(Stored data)
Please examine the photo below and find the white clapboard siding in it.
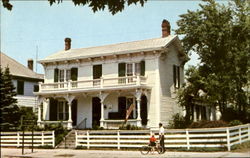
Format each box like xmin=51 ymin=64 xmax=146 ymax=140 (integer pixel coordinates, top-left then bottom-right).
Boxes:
xmin=75 ymin=124 xmax=250 ymax=151
xmin=1 ymin=131 xmax=55 ymax=147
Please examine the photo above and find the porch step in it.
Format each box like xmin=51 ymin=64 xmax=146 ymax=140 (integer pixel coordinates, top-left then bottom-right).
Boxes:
xmin=56 ymin=130 xmax=76 ymax=149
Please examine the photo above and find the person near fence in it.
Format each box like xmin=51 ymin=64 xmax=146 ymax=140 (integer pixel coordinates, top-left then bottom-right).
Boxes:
xmin=149 ymin=133 xmax=156 ymax=147
xmin=159 ymin=123 xmax=165 ymax=152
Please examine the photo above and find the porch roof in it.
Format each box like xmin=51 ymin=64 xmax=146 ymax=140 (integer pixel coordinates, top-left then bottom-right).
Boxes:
xmin=39 ymin=35 xmax=179 ymax=63
xmin=34 ymin=85 xmax=151 ymax=96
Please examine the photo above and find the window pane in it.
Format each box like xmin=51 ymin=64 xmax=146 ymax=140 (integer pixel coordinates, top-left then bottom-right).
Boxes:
xmin=17 ymin=81 xmax=24 ymax=95
xmin=135 ymin=63 xmax=141 ymax=75
xmin=127 ymin=64 xmax=133 ymax=76
xmin=59 ymin=70 xmax=64 ymax=82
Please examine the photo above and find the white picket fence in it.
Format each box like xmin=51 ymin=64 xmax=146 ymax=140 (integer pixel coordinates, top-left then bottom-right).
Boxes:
xmin=75 ymin=124 xmax=250 ymax=151
xmin=0 ymin=131 xmax=55 ymax=147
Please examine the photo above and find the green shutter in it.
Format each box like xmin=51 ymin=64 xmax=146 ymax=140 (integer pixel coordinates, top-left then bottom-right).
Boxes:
xmin=141 ymin=60 xmax=145 ymax=76
xmin=70 ymin=68 xmax=78 ymax=81
xmin=17 ymin=81 xmax=24 ymax=95
xmin=93 ymin=65 xmax=102 ymax=79
xmin=173 ymin=65 xmax=176 ymax=88
xmin=54 ymin=68 xmax=59 ymax=82
xmin=118 ymin=63 xmax=126 ymax=77
xmin=49 ymin=98 xmax=57 ymax=121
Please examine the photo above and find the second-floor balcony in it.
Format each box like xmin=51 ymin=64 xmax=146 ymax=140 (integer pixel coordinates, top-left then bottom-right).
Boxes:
xmin=39 ymin=75 xmax=147 ymax=93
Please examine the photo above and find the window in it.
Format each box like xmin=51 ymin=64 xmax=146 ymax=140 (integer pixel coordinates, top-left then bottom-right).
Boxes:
xmin=57 ymin=101 xmax=69 ymax=120
xmin=54 ymin=68 xmax=78 ymax=88
xmin=173 ymin=65 xmax=180 ymax=88
xmin=33 ymin=85 xmax=39 ymax=92
xmin=17 ymin=80 xmax=24 ymax=95
xmin=118 ymin=61 xmax=145 ymax=83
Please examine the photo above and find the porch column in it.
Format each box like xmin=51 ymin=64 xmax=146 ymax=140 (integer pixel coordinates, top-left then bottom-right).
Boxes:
xmin=98 ymin=92 xmax=109 ymax=127
xmin=37 ymin=96 xmax=45 ymax=127
xmin=64 ymin=95 xmax=75 ymax=129
xmin=193 ymin=105 xmax=197 ymax=122
xmin=135 ymin=90 xmax=142 ymax=127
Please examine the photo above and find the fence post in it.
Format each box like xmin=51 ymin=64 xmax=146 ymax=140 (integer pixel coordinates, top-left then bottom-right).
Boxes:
xmin=75 ymin=130 xmax=78 ymax=148
xmin=17 ymin=132 xmax=20 ymax=147
xmin=227 ymin=128 xmax=231 ymax=151
xmin=248 ymin=123 xmax=250 ymax=140
xmin=239 ymin=127 xmax=241 ymax=144
xmin=87 ymin=131 xmax=90 ymax=149
xmin=117 ymin=130 xmax=120 ymax=149
xmin=41 ymin=131 xmax=44 ymax=146
xmin=186 ymin=129 xmax=190 ymax=150
xmin=52 ymin=131 xmax=55 ymax=148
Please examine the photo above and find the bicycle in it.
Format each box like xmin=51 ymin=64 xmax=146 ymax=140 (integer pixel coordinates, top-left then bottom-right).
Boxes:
xmin=140 ymin=142 xmax=164 ymax=155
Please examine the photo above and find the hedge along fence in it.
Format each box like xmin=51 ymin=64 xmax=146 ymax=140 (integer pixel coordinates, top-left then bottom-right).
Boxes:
xmin=75 ymin=124 xmax=250 ymax=151
xmin=0 ymin=131 xmax=55 ymax=147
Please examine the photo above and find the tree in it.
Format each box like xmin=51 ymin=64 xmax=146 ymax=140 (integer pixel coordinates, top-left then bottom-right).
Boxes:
xmin=2 ymin=0 xmax=147 ymax=15
xmin=176 ymin=0 xmax=250 ymax=122
xmin=0 ymin=67 xmax=20 ymax=131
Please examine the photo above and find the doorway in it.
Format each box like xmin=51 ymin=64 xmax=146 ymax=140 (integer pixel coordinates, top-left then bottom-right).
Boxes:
xmin=92 ymin=97 xmax=101 ymax=127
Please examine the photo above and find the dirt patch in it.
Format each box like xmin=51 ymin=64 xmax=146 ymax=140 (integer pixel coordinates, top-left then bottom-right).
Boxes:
xmin=54 ymin=154 xmax=75 ymax=157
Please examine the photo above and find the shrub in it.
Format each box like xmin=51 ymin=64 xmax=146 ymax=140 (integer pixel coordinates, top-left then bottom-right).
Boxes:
xmin=189 ymin=120 xmax=228 ymax=128
xmin=168 ymin=113 xmax=189 ymax=129
xmin=228 ymin=120 xmax=242 ymax=126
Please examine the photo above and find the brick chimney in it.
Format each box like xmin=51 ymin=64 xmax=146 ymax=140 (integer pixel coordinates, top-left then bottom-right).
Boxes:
xmin=161 ymin=19 xmax=171 ymax=37
xmin=27 ymin=59 xmax=33 ymax=71
xmin=64 ymin=37 xmax=71 ymax=50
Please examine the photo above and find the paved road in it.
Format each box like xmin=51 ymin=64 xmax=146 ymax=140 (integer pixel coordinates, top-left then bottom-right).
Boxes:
xmin=1 ymin=148 xmax=250 ymax=158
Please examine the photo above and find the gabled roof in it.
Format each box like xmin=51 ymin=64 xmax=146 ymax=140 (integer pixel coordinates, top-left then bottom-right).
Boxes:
xmin=0 ymin=52 xmax=43 ymax=80
xmin=39 ymin=35 xmax=178 ymax=63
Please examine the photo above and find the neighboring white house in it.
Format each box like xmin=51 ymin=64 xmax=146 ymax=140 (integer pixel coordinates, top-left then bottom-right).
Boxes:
xmin=0 ymin=53 xmax=43 ymax=111
xmin=35 ymin=20 xmax=187 ymax=129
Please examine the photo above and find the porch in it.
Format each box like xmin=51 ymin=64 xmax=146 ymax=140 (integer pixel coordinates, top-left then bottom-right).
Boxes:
xmin=37 ymin=87 xmax=150 ymax=129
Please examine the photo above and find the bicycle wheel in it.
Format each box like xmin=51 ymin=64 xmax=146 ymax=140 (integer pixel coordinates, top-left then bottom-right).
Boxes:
xmin=140 ymin=146 xmax=150 ymax=155
xmin=157 ymin=146 xmax=165 ymax=154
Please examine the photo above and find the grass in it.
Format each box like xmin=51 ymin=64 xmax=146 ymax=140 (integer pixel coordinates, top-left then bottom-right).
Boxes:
xmin=231 ymin=141 xmax=250 ymax=152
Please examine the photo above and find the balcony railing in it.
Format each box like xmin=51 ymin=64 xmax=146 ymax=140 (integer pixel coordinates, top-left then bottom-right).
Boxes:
xmin=39 ymin=76 xmax=146 ymax=92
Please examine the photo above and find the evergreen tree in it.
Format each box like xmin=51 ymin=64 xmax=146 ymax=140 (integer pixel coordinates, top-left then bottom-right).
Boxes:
xmin=0 ymin=67 xmax=20 ymax=131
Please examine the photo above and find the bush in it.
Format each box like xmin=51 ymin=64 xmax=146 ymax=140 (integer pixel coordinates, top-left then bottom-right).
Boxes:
xmin=189 ymin=120 xmax=228 ymax=128
xmin=228 ymin=120 xmax=242 ymax=126
xmin=43 ymin=124 xmax=69 ymax=145
xmin=168 ymin=113 xmax=189 ymax=129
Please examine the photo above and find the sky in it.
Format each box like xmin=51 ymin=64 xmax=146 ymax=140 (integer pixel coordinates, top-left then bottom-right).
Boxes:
xmin=0 ymin=0 xmax=205 ymax=73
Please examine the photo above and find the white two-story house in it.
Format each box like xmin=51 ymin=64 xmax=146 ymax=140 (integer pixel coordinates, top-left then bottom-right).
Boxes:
xmin=35 ymin=20 xmax=187 ymax=129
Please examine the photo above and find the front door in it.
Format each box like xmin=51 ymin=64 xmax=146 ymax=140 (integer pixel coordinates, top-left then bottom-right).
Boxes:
xmin=92 ymin=97 xmax=101 ymax=127
xmin=71 ymin=99 xmax=77 ymax=126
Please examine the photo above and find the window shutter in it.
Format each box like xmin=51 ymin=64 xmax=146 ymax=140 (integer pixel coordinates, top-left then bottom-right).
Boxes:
xmin=173 ymin=65 xmax=176 ymax=88
xmin=49 ymin=98 xmax=57 ymax=121
xmin=71 ymin=68 xmax=78 ymax=81
xmin=177 ymin=66 xmax=180 ymax=88
xmin=118 ymin=63 xmax=126 ymax=77
xmin=54 ymin=68 xmax=58 ymax=82
xmin=17 ymin=81 xmax=24 ymax=95
xmin=141 ymin=60 xmax=145 ymax=76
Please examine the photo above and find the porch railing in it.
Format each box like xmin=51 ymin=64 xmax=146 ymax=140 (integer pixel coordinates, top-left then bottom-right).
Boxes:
xmin=39 ymin=76 xmax=147 ymax=92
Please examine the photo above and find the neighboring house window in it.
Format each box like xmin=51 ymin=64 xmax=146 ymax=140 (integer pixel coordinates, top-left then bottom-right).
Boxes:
xmin=33 ymin=85 xmax=39 ymax=92
xmin=57 ymin=101 xmax=69 ymax=120
xmin=17 ymin=80 xmax=24 ymax=95
xmin=173 ymin=65 xmax=180 ymax=88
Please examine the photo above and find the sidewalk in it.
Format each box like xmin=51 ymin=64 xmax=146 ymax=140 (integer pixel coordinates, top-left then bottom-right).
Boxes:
xmin=1 ymin=148 xmax=250 ymax=158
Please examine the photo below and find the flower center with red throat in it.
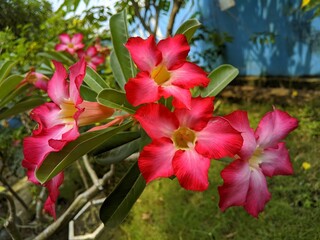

#### [Task details]
Please reproduce the stretch of rows from the very start through the line containing "xmin=34 ymin=85 xmax=151 ymax=96", including both ends, word for word. Leave the pictures out of your answer.

#### [Full output]
Please examine the photo below and find the white clapboard siding in it.
Format each box like xmin=51 ymin=64 xmax=146 ymax=140 (integer pixel coordinates, top-left then bottom-right).
Boxes:
xmin=75 ymin=124 xmax=250 ymax=151
xmin=1 ymin=131 xmax=55 ymax=147
Please examine the photo above and find the porch step in it.
Format each box like xmin=51 ymin=64 xmax=146 ymax=140 (integer pixel coordinates, top-left then bottom-right).
Boxes:
xmin=56 ymin=130 xmax=76 ymax=149
Please examine the photo above and find the person near fence in it.
Format each box like xmin=51 ymin=64 xmax=146 ymax=140 (integer pixel coordinates, top-left then bottom-right).
Boxes:
xmin=149 ymin=133 xmax=156 ymax=147
xmin=159 ymin=123 xmax=165 ymax=152
Please examine the photo above and find the porch roof in it.
Format each box like xmin=51 ymin=64 xmax=146 ymax=140 (integer pixel coordinates, top-left then bottom-right).
Boxes:
xmin=39 ymin=35 xmax=179 ymax=63
xmin=34 ymin=85 xmax=151 ymax=96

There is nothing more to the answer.